### Goal
Rewrite the entries from their very beginning through the line containing "[[11, 76], [151, 182], [237, 209], [184, 74]]", with both ends included, keeping each request and adding 104 to every x and y coordinate in the answers. Leave the pictures out of your reply.

### Material for this task
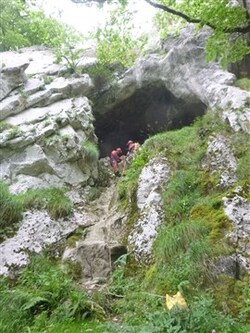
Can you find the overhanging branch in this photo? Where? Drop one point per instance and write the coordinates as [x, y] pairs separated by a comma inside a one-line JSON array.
[[242, 30]]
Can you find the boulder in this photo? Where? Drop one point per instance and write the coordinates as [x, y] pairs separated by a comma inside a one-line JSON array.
[[11, 76], [151, 182], [237, 209], [184, 74]]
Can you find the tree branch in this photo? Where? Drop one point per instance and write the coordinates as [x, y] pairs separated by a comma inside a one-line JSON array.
[[242, 30]]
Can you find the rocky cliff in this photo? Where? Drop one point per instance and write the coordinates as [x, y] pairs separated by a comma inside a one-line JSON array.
[[47, 117]]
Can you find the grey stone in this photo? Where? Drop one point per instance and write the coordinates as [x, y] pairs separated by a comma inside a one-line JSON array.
[[183, 71], [11, 75], [153, 178]]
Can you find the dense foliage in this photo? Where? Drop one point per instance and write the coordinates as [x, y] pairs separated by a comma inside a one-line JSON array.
[[21, 26], [45, 299], [229, 21], [116, 42]]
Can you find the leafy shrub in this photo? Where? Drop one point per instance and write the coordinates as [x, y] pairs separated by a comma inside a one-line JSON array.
[[91, 150], [101, 74], [42, 295], [20, 26]]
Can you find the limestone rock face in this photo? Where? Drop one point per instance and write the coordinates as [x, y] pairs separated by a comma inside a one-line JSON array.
[[184, 73], [237, 210], [151, 181], [45, 122], [37, 231], [11, 77], [220, 159]]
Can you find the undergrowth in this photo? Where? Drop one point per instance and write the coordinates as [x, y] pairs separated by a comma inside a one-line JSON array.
[[190, 241], [43, 299], [185, 252]]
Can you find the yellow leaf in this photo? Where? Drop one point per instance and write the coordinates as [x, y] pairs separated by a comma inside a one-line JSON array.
[[175, 300]]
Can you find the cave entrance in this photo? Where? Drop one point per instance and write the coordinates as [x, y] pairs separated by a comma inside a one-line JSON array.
[[149, 111]]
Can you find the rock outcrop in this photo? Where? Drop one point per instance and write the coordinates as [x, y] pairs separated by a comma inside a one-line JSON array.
[[46, 120], [237, 210], [221, 160], [184, 73], [153, 178], [97, 252]]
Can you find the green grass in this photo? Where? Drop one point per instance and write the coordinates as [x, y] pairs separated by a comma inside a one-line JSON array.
[[243, 84], [44, 299], [189, 241]]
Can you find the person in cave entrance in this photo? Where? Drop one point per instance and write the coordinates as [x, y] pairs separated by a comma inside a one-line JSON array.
[[132, 148], [115, 159]]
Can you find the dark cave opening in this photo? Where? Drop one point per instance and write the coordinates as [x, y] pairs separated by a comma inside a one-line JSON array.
[[149, 111]]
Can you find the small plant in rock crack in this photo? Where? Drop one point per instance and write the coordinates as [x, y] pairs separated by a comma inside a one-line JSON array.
[[91, 150], [4, 126], [47, 79], [71, 54], [13, 133]]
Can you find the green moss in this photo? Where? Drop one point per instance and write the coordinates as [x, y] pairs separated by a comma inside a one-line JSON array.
[[91, 151], [4, 126], [243, 84], [210, 211], [13, 132]]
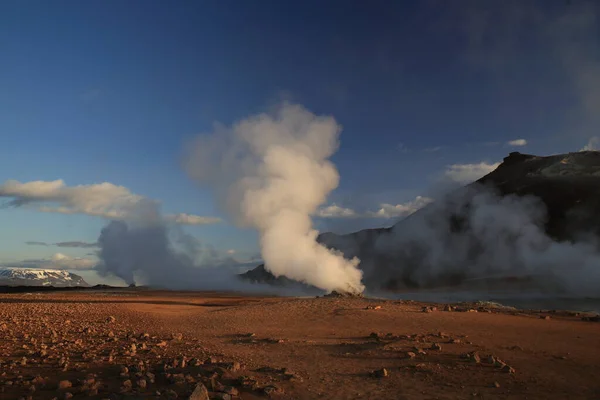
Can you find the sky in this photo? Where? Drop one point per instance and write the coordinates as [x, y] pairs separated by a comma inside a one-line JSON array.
[[99, 99]]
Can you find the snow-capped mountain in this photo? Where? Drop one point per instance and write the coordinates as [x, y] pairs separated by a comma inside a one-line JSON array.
[[39, 277]]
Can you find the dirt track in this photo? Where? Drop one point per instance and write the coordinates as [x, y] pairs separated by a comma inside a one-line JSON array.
[[324, 343]]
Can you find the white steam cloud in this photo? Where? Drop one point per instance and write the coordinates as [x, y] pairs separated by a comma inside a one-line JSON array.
[[473, 234], [272, 173], [592, 145]]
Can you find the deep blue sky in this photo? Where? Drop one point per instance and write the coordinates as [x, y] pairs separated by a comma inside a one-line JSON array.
[[94, 91]]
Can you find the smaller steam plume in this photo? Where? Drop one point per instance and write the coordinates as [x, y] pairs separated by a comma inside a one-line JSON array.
[[163, 255], [473, 234], [271, 172]]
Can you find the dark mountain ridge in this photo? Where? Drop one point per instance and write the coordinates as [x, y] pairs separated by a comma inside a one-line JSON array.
[[530, 202]]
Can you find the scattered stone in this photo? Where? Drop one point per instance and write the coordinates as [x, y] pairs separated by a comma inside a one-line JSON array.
[[335, 293], [232, 366], [200, 393], [374, 335], [472, 357], [380, 373], [508, 369], [64, 384], [489, 359], [595, 318], [272, 389]]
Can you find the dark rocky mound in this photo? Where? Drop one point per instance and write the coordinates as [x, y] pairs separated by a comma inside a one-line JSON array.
[[566, 186]]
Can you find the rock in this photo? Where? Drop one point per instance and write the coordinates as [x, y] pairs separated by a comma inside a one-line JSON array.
[[126, 386], [64, 384], [489, 359], [247, 382], [177, 337], [508, 369], [472, 357], [335, 293], [380, 373], [200, 393], [272, 389], [232, 366], [595, 318], [211, 360]]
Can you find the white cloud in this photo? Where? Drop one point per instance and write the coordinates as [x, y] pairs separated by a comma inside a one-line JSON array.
[[385, 210], [517, 142], [190, 219], [401, 210], [467, 173], [335, 211], [62, 261], [57, 261], [100, 200], [592, 145]]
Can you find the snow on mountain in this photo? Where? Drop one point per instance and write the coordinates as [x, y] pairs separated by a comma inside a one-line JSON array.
[[39, 277]]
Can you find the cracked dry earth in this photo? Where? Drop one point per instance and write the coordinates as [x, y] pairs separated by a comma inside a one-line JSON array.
[[135, 344]]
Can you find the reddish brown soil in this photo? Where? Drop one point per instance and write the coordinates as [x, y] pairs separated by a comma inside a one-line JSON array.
[[324, 343]]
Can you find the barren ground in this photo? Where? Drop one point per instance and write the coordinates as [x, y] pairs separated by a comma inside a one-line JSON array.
[[313, 348]]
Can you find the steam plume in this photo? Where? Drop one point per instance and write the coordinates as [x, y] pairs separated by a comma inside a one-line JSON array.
[[272, 172], [163, 255], [475, 233]]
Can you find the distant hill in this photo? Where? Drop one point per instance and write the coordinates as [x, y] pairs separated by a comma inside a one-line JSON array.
[[567, 187], [40, 277]]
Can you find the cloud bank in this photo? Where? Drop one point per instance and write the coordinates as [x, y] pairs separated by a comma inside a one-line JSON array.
[[99, 200], [56, 261], [517, 142], [76, 244]]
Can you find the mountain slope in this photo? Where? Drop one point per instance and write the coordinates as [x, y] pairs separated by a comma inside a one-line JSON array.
[[39, 277], [519, 220]]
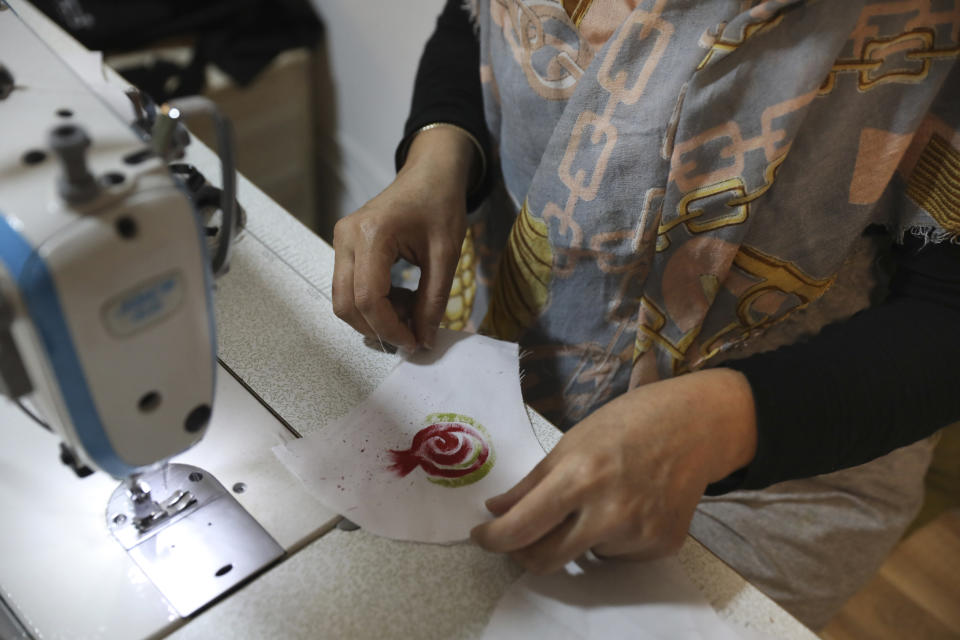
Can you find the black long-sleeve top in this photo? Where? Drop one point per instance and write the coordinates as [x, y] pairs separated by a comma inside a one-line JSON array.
[[859, 389]]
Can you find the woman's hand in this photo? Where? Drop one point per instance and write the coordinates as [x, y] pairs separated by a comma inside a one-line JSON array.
[[420, 217], [626, 480]]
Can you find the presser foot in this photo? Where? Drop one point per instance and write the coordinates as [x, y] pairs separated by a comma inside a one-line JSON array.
[[194, 544]]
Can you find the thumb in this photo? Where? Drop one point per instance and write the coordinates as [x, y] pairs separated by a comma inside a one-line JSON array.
[[436, 278]]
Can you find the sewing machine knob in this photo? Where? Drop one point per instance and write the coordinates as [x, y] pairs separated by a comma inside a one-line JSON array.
[[6, 82], [76, 184]]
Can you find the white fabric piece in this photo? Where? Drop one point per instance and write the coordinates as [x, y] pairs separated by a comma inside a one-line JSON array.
[[347, 465], [597, 601]]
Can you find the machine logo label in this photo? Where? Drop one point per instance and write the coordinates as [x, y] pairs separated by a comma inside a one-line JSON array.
[[147, 303]]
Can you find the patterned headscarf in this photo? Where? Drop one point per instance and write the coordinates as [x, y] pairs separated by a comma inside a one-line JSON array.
[[683, 174]]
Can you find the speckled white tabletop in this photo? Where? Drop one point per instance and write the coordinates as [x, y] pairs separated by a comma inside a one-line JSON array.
[[277, 332]]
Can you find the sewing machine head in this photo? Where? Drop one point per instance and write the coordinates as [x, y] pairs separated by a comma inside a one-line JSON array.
[[106, 319]]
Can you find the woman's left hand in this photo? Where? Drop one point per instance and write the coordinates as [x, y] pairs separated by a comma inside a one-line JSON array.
[[626, 480]]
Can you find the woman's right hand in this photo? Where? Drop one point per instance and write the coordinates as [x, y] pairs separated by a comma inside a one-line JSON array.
[[420, 217]]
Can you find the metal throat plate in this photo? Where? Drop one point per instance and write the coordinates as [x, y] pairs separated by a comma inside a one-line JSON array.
[[199, 552]]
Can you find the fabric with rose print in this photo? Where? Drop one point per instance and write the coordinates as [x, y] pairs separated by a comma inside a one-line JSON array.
[[453, 450]]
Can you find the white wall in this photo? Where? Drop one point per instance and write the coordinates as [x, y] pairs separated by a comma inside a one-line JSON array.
[[373, 48]]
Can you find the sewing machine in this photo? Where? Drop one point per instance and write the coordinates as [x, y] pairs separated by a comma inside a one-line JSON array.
[[88, 558], [107, 260]]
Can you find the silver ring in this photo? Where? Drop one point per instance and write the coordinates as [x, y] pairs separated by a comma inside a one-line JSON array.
[[592, 557]]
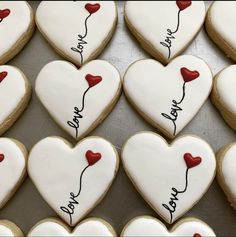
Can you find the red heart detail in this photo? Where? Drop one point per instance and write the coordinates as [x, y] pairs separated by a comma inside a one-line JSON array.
[[2, 157], [92, 157], [192, 161], [4, 13], [3, 75], [93, 80], [197, 235], [92, 8], [183, 4], [189, 75]]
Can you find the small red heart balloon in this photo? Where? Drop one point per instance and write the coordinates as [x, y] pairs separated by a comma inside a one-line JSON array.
[[183, 4], [2, 76], [92, 157], [2, 157], [189, 75], [93, 80], [92, 8], [191, 161], [4, 13]]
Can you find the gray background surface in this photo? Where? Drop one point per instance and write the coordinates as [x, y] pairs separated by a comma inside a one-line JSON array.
[[122, 202]]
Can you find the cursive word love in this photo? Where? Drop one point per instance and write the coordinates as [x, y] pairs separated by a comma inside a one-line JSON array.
[[91, 9], [190, 162], [77, 115], [168, 41], [171, 206], [75, 121], [80, 47], [173, 116], [70, 207], [170, 33]]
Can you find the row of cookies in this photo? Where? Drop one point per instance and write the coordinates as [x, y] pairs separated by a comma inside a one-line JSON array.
[[80, 30], [171, 178], [167, 97], [139, 226]]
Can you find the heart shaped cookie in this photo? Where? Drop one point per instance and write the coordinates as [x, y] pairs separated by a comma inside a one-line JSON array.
[[226, 171], [15, 92], [16, 28], [168, 97], [13, 157], [149, 226], [220, 21], [73, 180], [78, 30], [87, 95], [164, 28], [223, 94], [171, 178], [7, 228], [88, 227]]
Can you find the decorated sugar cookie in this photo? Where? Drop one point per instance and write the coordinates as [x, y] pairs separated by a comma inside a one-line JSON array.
[[9, 229], [164, 28], [78, 30], [87, 95], [171, 178], [226, 171], [168, 97], [220, 22], [149, 226], [223, 94], [16, 28], [13, 157], [15, 92], [73, 180], [88, 227]]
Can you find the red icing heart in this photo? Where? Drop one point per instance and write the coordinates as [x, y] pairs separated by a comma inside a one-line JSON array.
[[183, 4], [4, 13], [2, 157], [92, 157], [197, 235], [93, 80], [3, 75], [92, 8], [192, 161], [189, 75]]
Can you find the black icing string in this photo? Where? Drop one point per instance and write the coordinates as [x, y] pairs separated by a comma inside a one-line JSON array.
[[69, 209], [175, 108], [77, 114], [172, 203], [81, 42], [170, 35]]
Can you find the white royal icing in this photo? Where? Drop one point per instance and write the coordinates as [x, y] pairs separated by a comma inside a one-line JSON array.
[[13, 26], [158, 170], [4, 231], [149, 226], [228, 168], [12, 90], [89, 227], [223, 20], [155, 20], [12, 167], [63, 22], [226, 86], [62, 168], [60, 83], [156, 89]]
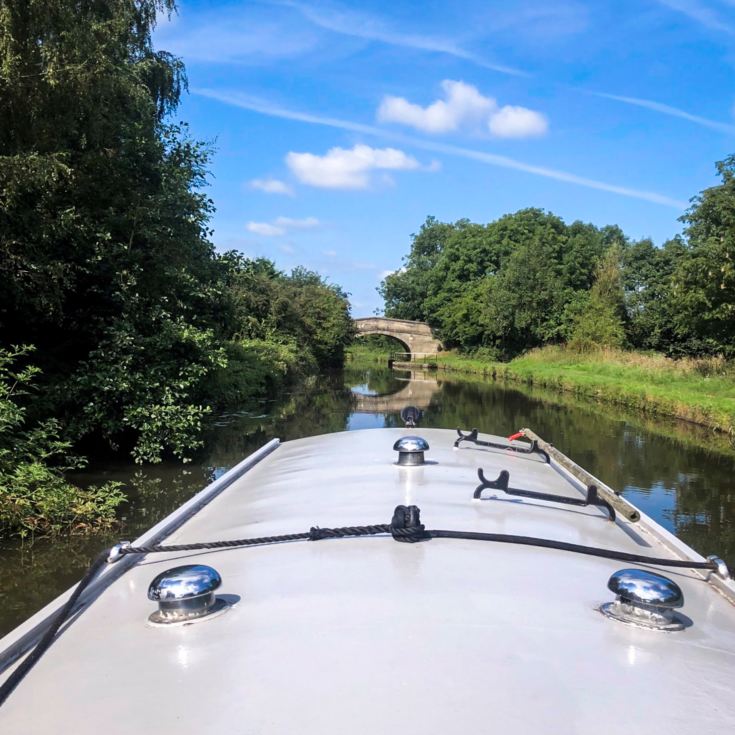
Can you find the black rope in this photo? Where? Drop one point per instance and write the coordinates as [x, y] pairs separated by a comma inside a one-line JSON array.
[[6, 689], [507, 538], [405, 527]]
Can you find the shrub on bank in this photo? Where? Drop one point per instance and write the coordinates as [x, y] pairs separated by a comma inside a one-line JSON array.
[[257, 368], [35, 499]]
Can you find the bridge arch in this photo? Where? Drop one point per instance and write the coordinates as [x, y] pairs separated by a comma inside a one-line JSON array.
[[416, 336]]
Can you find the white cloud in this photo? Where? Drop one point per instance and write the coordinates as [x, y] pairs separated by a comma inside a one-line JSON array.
[[462, 104], [491, 159], [289, 223], [281, 225], [348, 168], [264, 228], [512, 121], [701, 13], [271, 186]]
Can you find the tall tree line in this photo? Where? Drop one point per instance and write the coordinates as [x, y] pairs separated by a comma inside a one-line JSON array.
[[529, 279], [107, 265]]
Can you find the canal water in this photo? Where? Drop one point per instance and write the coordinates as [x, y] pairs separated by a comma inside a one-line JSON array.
[[680, 474]]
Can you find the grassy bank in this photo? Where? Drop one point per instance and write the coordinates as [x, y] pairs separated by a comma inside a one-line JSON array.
[[700, 391]]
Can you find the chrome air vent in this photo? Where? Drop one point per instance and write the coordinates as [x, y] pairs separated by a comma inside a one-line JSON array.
[[411, 450], [185, 594], [645, 599]]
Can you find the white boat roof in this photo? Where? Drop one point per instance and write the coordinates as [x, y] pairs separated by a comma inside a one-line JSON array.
[[367, 635]]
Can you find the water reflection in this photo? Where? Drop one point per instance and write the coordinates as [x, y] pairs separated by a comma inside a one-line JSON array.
[[679, 474]]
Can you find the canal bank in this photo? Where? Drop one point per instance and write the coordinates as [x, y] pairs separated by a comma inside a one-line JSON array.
[[698, 391], [671, 470]]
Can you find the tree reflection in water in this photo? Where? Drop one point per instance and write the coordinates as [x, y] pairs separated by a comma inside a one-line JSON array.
[[678, 473]]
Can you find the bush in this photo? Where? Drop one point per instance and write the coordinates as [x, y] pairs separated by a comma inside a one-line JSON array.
[[34, 496], [257, 368]]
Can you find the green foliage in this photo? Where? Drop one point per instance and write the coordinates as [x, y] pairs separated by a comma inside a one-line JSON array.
[[257, 368], [105, 250], [503, 286], [528, 280], [704, 280], [599, 321], [34, 497], [301, 308]]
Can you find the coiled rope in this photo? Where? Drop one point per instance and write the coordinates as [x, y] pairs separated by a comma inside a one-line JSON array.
[[405, 527]]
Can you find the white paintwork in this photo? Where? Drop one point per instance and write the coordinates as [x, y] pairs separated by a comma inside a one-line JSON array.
[[372, 636]]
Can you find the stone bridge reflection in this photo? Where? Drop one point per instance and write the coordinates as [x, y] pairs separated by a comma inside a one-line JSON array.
[[418, 389]]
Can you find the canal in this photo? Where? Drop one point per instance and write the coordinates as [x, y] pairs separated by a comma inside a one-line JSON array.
[[680, 474]]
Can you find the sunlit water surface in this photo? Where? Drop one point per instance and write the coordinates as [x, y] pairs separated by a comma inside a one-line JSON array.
[[677, 473]]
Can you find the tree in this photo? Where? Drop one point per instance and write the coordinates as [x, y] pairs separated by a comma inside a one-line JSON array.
[[103, 227], [599, 321], [704, 280]]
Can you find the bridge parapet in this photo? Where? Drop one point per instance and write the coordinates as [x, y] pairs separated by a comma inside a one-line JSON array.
[[416, 336]]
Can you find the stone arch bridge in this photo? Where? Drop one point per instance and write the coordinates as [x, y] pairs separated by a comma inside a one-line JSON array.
[[416, 336]]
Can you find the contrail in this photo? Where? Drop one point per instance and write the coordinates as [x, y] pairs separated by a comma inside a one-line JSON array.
[[266, 108]]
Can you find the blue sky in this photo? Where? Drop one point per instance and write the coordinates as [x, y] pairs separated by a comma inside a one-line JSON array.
[[338, 127]]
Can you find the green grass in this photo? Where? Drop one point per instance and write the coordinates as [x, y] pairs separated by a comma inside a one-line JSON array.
[[700, 391]]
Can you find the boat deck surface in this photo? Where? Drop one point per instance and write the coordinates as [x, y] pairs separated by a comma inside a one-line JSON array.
[[367, 635]]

### Written solution
Can you find the overhanging branch in this photo? Where? Drop one point per instance and write the coordinates as [x, y] pairs separated by a comma inside a one-line JSON array.
[[346, 134]]
Can you find the boulder in this photo? Where? Drop one point per instance and write the coordinates as [x, y] pairs separated by a comma inside a one-line JSON array.
[[115, 180], [255, 286], [341, 313], [288, 178]]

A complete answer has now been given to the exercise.